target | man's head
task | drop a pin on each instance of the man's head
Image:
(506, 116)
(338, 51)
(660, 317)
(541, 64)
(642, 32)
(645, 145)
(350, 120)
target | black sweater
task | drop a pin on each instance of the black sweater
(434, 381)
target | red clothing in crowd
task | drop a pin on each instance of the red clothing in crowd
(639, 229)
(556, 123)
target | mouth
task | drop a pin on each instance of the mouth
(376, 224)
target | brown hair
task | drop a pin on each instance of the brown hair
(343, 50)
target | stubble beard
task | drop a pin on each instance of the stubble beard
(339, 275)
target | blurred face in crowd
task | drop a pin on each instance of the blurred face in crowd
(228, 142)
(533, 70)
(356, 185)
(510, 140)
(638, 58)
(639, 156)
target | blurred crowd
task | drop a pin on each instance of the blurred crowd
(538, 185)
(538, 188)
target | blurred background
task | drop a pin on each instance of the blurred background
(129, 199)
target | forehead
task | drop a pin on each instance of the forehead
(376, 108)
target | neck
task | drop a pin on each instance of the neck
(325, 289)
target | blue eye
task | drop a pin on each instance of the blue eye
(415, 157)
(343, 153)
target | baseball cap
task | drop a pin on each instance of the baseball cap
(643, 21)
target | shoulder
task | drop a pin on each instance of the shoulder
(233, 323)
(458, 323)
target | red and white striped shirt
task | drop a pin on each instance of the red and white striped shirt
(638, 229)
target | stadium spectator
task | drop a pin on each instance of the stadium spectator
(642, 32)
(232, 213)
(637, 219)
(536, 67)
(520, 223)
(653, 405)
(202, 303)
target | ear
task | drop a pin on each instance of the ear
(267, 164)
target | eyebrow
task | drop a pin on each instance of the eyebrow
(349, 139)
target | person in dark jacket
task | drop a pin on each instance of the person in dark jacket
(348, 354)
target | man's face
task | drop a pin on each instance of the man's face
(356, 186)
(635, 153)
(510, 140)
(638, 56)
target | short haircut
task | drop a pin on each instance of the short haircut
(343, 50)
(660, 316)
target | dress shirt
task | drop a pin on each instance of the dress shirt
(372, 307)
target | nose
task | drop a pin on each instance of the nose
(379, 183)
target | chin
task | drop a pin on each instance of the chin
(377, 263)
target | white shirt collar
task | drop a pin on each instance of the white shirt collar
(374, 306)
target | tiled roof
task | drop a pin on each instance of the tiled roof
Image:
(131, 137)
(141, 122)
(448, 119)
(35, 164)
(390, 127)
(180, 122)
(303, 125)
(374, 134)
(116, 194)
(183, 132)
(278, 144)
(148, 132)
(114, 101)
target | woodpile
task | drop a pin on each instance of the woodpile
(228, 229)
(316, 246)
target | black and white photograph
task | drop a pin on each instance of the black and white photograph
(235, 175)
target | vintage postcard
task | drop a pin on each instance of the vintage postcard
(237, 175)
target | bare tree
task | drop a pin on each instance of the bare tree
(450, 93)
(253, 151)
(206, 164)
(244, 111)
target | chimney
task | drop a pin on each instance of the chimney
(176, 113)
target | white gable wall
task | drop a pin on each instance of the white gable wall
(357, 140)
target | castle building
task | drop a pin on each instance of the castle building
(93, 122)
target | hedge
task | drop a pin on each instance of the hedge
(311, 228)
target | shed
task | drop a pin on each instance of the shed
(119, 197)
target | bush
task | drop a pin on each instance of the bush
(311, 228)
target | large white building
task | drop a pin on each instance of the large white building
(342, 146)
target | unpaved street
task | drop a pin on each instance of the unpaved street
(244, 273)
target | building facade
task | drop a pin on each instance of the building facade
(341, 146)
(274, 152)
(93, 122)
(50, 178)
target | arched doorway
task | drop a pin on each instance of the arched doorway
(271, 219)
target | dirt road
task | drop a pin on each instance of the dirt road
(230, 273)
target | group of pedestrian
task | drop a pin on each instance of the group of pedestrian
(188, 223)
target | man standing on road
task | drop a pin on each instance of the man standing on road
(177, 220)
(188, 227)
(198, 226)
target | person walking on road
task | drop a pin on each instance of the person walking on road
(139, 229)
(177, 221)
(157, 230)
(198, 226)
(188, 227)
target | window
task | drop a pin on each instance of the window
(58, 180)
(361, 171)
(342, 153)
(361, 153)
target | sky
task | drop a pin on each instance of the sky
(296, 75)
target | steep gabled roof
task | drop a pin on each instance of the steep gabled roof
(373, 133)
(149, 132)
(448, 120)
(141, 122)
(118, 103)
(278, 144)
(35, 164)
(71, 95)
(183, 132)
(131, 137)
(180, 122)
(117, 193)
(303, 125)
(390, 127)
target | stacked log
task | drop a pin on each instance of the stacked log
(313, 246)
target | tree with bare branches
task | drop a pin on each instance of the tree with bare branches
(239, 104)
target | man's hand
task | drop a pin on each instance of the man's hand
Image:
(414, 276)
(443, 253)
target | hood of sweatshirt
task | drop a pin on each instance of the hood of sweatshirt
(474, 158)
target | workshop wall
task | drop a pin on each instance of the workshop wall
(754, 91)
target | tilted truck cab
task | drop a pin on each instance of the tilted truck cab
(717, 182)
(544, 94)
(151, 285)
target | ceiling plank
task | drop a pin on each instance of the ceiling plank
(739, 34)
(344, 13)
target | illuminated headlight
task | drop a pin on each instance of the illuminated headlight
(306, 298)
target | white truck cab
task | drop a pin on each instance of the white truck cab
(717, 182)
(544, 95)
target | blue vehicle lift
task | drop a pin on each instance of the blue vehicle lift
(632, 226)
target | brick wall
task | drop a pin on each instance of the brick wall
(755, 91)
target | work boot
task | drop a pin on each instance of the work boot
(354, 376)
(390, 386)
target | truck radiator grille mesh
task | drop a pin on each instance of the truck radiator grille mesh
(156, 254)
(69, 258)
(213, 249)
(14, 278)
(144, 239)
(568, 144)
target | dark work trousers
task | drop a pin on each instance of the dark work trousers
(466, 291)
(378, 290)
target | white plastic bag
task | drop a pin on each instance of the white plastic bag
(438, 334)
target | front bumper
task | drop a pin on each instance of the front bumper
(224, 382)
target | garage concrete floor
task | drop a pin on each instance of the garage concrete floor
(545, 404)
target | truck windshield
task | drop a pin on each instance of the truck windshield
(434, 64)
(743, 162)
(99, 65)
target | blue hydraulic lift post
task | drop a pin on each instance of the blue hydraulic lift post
....................
* Problem details
Transcribe every line of the data, exactly as it stands.

* Expected answer
target | man's head
task | drop a pin on each instance of the man's head
Image:
(506, 116)
(338, 51)
(660, 317)
(541, 64)
(642, 32)
(645, 145)
(350, 120)
target | black sweater
task | drop a pin on each instance of the black sweater
(434, 381)
target | red clothing in crowd
task | drop a pin on each instance of the red clothing in crowd
(639, 229)
(556, 123)
target | mouth
task | drop a pin on each instance of the mouth
(376, 224)
target | brown hair
task | drop a pin on each instance of the brown hair
(343, 50)
target | stubble beard
task | drop a pin on each instance of the stubble beard
(339, 275)
target | blurred face in crowd
task | drop a pin on each instance of the blurred face in crowd
(228, 142)
(533, 70)
(356, 185)
(510, 140)
(638, 58)
(639, 156)
target | blurred crowd
task | drop a pin on each instance of the blurred crowd
(538, 185)
(538, 188)
target | blurred background
task | drop a pin on each instance of the blurred background
(129, 199)
target | forehead
task | drop a pin on each instance of the forehead
(376, 108)
target | neck
task | drop a pin on each instance of the neck
(325, 289)
target | blue eye
task | drop a pin on each instance of the blue eye
(415, 157)
(343, 153)
target | baseball cap
task | drop a pin on each instance of the baseball cap
(643, 21)
target | shoulder
task | drop a pin on each instance of the shoulder
(233, 323)
(458, 323)
target | red and white striped shirt
task | drop a pin on each instance of the red and white striped shirt
(638, 229)
target | stadium spectator
task | drop a pin on each instance of the stadium spectator
(642, 32)
(232, 213)
(637, 219)
(536, 67)
(520, 223)
(653, 405)
(202, 303)
target | ear
task | drop a pin on each instance of the ear
(267, 164)
target | eyebrow
task | drop a pin on each instance of the eyebrow
(349, 139)
target | person in dark jacket
task | drop a pin on each instance of the person in dark jacket
(348, 354)
target | man's face
task | drop a pin on each instance of the man's face
(356, 186)
(635, 153)
(510, 140)
(638, 56)
target | short haircut
task | drop a pin on each instance of the short haircut
(343, 50)
(660, 316)
target | dress shirt
task | drop a pin on each instance of the dress shirt
(372, 307)
target | nose
task | drop a pin on each instance of the nose
(379, 183)
target | chin
task | drop a pin on each instance of the chin
(377, 263)
target | white shirt collar
task | drop a pin on each instance of the white shirt collar
(374, 306)
target | tiled roof
task | drop a pin on each instance of the tiled roof
Image:
(131, 137)
(141, 122)
(448, 119)
(35, 164)
(390, 127)
(180, 122)
(303, 125)
(374, 134)
(116, 194)
(183, 132)
(278, 144)
(148, 132)
(114, 101)
target | woodpile
task | drop a pin on each instance of the woodpile
(228, 229)
(316, 246)
target | black and white photograph
task | drop a pin on each instance of the black and white photograph
(235, 175)
target | vintage postcard
task | drop a pin on each instance of the vintage postcard
(237, 175)
target | bare tree
task | drop a pin on each instance of the bare tree
(450, 93)
(253, 151)
(206, 164)
(244, 111)
target | chimney
task | drop a pin on each instance of the chimney
(176, 113)
target | white gable wall
task | drop a pin on each instance of the white gable wall
(357, 140)
target | castle building
task | drop a pin on each instance of the castle building
(93, 122)
target | hedge
task | drop a pin on each instance of the hedge
(311, 228)
target | shed
task | drop a pin on each instance of the shed
(119, 197)
target | bush
task | drop a pin on each instance of the bush
(311, 228)
target | large white building
task | drop a pin on each instance of the large white building
(342, 146)
target | unpaved street
task | drop a pin on each instance of the unpaved street
(244, 273)
target | building facade
task | drop a pin on each instance of the building facade
(341, 146)
(274, 152)
(93, 122)
(50, 178)
target | arched doorway
task | drop a pin on each instance of the arched doorway
(271, 219)
target | dirt road
task | drop a pin on each instance of the dirt road
(230, 273)
target | group of pedestrian
task | drop a pin on each instance of the group of pedestrian
(188, 223)
target | man standing on road
task | drop a pin on each instance of the man standing on road
(177, 220)
(188, 227)
(198, 226)
target | person walking on road
task | drop a pin on each instance of the person walking on road
(139, 229)
(177, 221)
(157, 230)
(198, 226)
(188, 227)
target | window
task | drop a pin on each instance of the window
(58, 180)
(361, 171)
(342, 153)
(361, 153)
target | sky
task | drop a pin on each instance of the sky
(296, 75)
target | steep gabled roof
task | drop a pin on each instance of the steep gabled roof
(373, 133)
(149, 132)
(448, 120)
(141, 122)
(118, 103)
(278, 144)
(35, 164)
(71, 95)
(183, 132)
(131, 137)
(180, 122)
(117, 193)
(303, 125)
(390, 127)
target | stacked log
task | drop a pin on each instance of the stacked log
(313, 246)
target | tree with bare branches
task | drop a pin on each instance of the tree with bare branches
(239, 104)
target | man's hand
task | drop a pin on each instance of the man's hand
Image:
(414, 276)
(443, 253)
target | hood of sweatshirt
task | drop a pin on each instance of the hood of sweatshirt
(474, 158)
target | workshop wall
task | drop a pin on each instance of the workshop wall
(754, 91)
target | tilted truck cab
task | drop a pin on each instance of the tilted truck cab
(717, 182)
(544, 94)
(151, 285)
target | ceiling plank
task | drop a pin on each instance of the ceiling plank
(739, 34)
(344, 13)
target | illuminated headlight
task | drop a pin on each instance of the illuminated headlight
(306, 298)
target | white truck cab
task | drop a pin on each instance of the white truck cab
(717, 182)
(544, 95)
target | blue vehicle lift
task | drop a pin on each instance of the blue vehicle lift
(632, 226)
target | brick wall
task | drop a pin on each instance of the brick wall
(755, 91)
target | work boot
task | drop a pin on each instance of the work boot
(354, 376)
(390, 386)
target | truck radiator grille mesh
task | drop a pin on each instance of the truck radiator grille mesh
(156, 254)
(69, 258)
(213, 249)
(14, 278)
(144, 239)
(568, 144)
target | dark work trousers
task | drop a pin on each instance of the dark work trousers
(466, 291)
(378, 290)
target | white plastic bag
task | drop a pin on each instance of the white plastic bag
(438, 334)
target | front bumper
task | drop a pin on each instance of the front bumper
(224, 382)
target | garage concrete floor
task | drop a pin on each instance of the garage concrete floor
(545, 404)
target | truck windshield
task | drop a pin on each instance of the truck windshield
(434, 64)
(743, 162)
(99, 65)
target | blue hydraulic lift post
task | drop a pin on each instance of the blue hydraulic lift post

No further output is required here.